▶ [Work instructions]
1) In the text below about ENISA's NCAF 2.0, how many EU member states remain under reasoned opinions?
2) From the text below about ENISA's NCAF 2.0, extract the passage between "ENISA, the European" and "mid last year.", inclusive.

▶ [Selected excerpt]
::::

ENISA, the European Union Agency for Cybersecurity, released National Capabilities Assessment Framework 2.0 mid-week to score EU member-state cybersecurity maturity against the NIS2 directive 1. NCAF 2.0 gives national authorities a maturity scoring tool covering governance, capacity, services and operational cooperation. 19 of 27 member states remain under reasoned opinions, the formal European Commission infringement notice for non-implementation, with only 14 of 27 having fully transposed NIS2 by mid last year.
The transposition gap matters because NIS2 carries a fine ceiling of 2 per cent of worldwide turnover for in-scope operators, but that ceiling cannot be applied in member states whose national law has not yet implemented the directive. ENISA's framing treats the gap as a capability problem as much as a legal one: member-state authorities lack the operational maturity to execute incident reporting, supply-chain risk management and managerial accountability obligations that NIS2 transposition would impose. NCAF 2.0 is the diagnostic instrument before the procurement and recruitment programmes that follow.
The framework runs in parallel to the UK Cyber Security and Resilience Bill track, which reached Report Stage in March and applies similar baseline obligations to UK operators. Both jurisdictions are converging on the same regulatory architecture from different starting points: Brussels via directive plus national transposition, London via primary statute. The ICO £14 million fine against Capita earlier this spring cited absent Privileged Access Management as a GDPR failure, signalling that NIS2-equivalent baseline obligations are already being enforced through adjacent UK data-protection law before the bill reaches statute.

::::

▶ [Data supplied]
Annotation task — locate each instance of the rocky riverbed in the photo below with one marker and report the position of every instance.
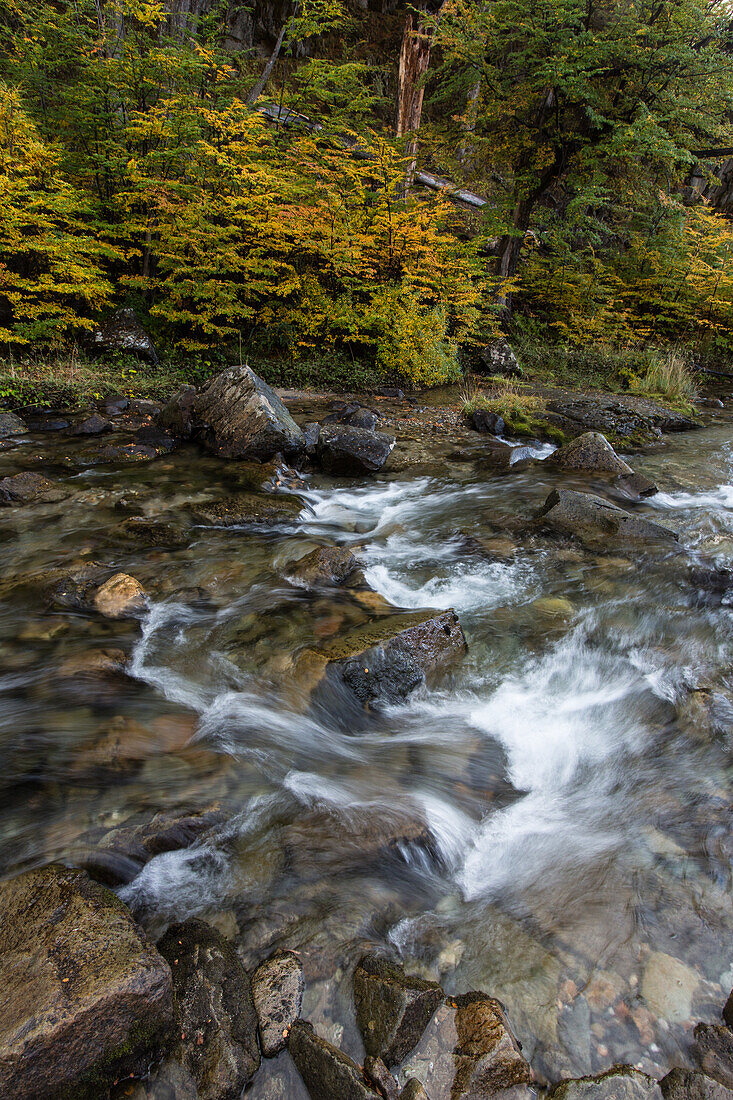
(352, 751)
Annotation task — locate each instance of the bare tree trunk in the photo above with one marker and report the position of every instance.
(414, 61)
(260, 86)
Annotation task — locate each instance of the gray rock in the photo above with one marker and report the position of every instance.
(170, 1081)
(392, 1009)
(95, 425)
(238, 416)
(691, 1085)
(387, 659)
(622, 1082)
(28, 487)
(215, 1012)
(484, 420)
(728, 1011)
(590, 451)
(327, 1073)
(177, 416)
(84, 997)
(469, 1053)
(713, 1052)
(11, 425)
(250, 509)
(326, 565)
(124, 333)
(277, 988)
(349, 452)
(593, 519)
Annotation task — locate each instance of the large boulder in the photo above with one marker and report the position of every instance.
(469, 1053)
(327, 1073)
(350, 452)
(385, 660)
(277, 988)
(122, 332)
(11, 425)
(84, 997)
(622, 1082)
(594, 520)
(239, 416)
(392, 1009)
(692, 1085)
(590, 451)
(215, 1013)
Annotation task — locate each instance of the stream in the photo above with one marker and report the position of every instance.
(548, 822)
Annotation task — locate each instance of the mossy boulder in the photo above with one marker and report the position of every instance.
(84, 997)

::::

▶ [Answers to the problems]
1) 19 of the 27 member states.

2)
ENISA, the European Union Agency for Cybersecurity, released National Capabilities Assessment Framework 2.0 mid-week to score EU member-state cybersecurity maturity against the NIS2 directive 1. NCAF 2.0 gives national authorities a maturity scoring tool covering governance, capacity, services and operational cooperation. 19 of 27 member states remain under reasoned opinions, the formal European Commission infringement notice for non-implementation, with only 14 of 27 having fully transposed NIS2 by mid last year.